• _STATED EXERCISE_: Everything from the line that contains "the white building" through the last line of the listing must be copied exactly, with both of those lines included and no others.

— Begin —

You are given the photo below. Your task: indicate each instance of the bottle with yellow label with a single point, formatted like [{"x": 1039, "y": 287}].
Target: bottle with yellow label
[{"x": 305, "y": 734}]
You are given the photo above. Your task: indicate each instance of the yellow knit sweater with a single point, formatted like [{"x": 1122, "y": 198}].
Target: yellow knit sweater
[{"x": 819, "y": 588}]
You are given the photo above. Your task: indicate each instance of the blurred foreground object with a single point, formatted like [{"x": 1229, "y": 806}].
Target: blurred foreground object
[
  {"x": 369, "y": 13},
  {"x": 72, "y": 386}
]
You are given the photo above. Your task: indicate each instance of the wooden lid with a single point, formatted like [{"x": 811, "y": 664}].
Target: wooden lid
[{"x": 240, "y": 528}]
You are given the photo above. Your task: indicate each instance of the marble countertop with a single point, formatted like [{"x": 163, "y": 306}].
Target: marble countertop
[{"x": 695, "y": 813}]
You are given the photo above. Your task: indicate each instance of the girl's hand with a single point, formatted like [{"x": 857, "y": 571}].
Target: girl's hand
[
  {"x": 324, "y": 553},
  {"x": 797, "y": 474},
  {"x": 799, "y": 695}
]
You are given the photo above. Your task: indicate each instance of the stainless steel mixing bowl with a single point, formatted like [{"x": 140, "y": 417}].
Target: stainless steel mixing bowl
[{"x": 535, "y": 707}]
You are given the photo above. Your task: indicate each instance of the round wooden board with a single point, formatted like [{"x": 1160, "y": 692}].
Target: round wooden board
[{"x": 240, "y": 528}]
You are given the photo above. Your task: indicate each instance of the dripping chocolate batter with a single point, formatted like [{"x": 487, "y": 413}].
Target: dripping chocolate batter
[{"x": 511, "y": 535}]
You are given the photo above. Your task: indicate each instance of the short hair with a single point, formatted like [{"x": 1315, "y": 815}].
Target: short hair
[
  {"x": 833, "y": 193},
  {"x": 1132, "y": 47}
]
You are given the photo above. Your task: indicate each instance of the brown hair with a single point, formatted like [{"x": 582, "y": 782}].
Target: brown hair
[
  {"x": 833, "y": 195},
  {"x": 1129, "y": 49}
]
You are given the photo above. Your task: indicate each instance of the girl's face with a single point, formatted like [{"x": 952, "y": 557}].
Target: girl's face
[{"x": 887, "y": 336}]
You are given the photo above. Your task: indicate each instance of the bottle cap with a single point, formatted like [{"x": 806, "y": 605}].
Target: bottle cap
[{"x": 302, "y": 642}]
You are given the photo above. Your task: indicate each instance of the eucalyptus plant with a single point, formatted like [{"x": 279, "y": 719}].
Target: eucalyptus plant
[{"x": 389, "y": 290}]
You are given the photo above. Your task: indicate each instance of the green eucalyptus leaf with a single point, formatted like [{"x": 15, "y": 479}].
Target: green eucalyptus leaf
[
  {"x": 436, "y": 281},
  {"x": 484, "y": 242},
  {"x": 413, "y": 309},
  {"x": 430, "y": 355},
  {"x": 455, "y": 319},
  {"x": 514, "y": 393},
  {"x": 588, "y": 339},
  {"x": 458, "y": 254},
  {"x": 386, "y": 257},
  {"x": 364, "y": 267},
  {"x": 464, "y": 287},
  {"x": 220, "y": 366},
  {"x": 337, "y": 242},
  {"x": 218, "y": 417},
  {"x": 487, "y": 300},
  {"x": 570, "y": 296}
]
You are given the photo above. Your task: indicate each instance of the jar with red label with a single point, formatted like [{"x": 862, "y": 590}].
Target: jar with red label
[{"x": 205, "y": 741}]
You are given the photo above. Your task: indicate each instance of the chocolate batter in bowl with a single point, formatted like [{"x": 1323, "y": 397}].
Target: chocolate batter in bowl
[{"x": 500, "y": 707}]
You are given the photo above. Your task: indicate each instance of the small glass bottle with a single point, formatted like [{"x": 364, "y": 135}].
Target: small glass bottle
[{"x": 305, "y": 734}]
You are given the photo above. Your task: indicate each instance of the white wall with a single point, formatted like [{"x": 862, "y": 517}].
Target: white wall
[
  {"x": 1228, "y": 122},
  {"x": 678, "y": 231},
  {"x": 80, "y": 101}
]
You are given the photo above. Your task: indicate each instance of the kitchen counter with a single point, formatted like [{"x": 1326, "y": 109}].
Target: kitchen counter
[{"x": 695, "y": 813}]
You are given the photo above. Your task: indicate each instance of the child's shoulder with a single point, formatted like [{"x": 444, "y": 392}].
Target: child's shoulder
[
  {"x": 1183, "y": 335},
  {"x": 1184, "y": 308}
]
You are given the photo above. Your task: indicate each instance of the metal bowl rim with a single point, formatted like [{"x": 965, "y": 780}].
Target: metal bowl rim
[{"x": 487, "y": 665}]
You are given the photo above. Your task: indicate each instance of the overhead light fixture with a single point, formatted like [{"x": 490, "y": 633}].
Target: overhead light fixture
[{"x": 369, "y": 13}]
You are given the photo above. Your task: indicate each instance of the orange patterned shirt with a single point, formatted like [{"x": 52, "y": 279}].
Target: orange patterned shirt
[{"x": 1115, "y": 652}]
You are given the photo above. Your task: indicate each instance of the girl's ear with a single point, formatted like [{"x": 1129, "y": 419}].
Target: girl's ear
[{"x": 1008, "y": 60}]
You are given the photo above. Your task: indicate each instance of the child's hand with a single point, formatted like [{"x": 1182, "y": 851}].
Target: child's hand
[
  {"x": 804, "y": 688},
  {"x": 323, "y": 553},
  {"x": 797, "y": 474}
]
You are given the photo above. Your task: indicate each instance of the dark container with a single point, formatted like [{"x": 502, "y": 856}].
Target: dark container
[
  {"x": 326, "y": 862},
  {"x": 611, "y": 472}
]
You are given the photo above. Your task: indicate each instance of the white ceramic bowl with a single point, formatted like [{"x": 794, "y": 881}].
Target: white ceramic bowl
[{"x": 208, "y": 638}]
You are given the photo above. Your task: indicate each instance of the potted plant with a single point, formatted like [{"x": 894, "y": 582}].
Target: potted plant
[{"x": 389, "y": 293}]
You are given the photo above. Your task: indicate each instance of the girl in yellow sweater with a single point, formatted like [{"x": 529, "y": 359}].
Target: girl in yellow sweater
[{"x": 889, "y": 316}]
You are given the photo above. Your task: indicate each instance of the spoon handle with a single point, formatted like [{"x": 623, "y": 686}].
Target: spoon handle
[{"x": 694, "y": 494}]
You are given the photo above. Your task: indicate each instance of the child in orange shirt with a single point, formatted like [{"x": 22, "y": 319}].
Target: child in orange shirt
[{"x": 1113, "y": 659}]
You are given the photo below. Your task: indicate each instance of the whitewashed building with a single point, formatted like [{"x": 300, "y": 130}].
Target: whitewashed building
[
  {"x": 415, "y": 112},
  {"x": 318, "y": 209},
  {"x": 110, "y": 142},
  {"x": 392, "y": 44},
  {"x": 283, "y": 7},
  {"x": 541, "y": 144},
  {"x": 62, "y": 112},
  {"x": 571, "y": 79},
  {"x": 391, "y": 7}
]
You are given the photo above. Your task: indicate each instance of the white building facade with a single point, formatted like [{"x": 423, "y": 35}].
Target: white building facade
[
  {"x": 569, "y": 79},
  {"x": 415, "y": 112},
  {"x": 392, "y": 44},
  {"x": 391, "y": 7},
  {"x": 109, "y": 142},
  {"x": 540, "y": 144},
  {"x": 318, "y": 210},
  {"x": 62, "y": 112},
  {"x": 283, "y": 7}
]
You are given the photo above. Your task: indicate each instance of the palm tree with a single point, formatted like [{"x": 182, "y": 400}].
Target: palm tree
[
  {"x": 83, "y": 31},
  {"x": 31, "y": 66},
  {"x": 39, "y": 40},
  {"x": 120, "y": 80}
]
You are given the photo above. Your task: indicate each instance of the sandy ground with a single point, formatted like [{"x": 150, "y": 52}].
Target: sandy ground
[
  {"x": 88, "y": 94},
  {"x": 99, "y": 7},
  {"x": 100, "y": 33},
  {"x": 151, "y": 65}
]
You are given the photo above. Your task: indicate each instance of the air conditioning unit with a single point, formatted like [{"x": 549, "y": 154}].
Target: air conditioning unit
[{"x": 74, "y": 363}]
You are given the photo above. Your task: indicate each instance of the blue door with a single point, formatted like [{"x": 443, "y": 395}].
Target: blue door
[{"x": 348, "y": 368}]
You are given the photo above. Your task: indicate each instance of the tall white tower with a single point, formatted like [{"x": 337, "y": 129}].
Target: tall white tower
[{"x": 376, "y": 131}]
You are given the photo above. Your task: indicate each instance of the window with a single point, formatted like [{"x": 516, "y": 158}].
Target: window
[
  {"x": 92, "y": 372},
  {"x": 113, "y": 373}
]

— End —

• _SOLUTION FOR THIS PROBLEM_:
You are given the photo above. Your task: indicate each instance of the white building facade with a single point, formatted like [{"x": 423, "y": 35}].
Target: white building facade
[
  {"x": 569, "y": 79},
  {"x": 415, "y": 112},
  {"x": 392, "y": 44},
  {"x": 391, "y": 7},
  {"x": 109, "y": 142},
  {"x": 540, "y": 144},
  {"x": 318, "y": 210},
  {"x": 62, "y": 112},
  {"x": 283, "y": 7}
]
You are given the photo above. Your task: indicate each instance of the palm tree with a single point, formatted like [{"x": 182, "y": 400}].
Target: palm tree
[
  {"x": 83, "y": 31},
  {"x": 31, "y": 66},
  {"x": 39, "y": 40},
  {"x": 120, "y": 80}
]
You are given the photo above. Your task: indicate each instance of the sandy ground with a single point, formatted like [{"x": 150, "y": 52}].
Target: sandy ground
[
  {"x": 88, "y": 94},
  {"x": 99, "y": 7},
  {"x": 100, "y": 33},
  {"x": 151, "y": 65}
]
You are given the photo above. Your task: indicate each instance of the air conditioning unit with a single point, formatted like [{"x": 549, "y": 154}].
Target: air conditioning unit
[{"x": 74, "y": 363}]
You are given the photo above. Your task: indicate each instance of the blue door with a single point, formatted like [{"x": 443, "y": 395}].
Target: blue door
[{"x": 348, "y": 368}]
You are given the photo above. Your task: indicate each instance of the tall white tower with a single point, formatted like [{"x": 337, "y": 129}].
Target: tall white tower
[{"x": 376, "y": 131}]
You are given the photo above. Your task: indicate each instance of the window with a single point, formatted like [{"x": 516, "y": 158}].
Target: window
[
  {"x": 92, "y": 372},
  {"x": 113, "y": 373}
]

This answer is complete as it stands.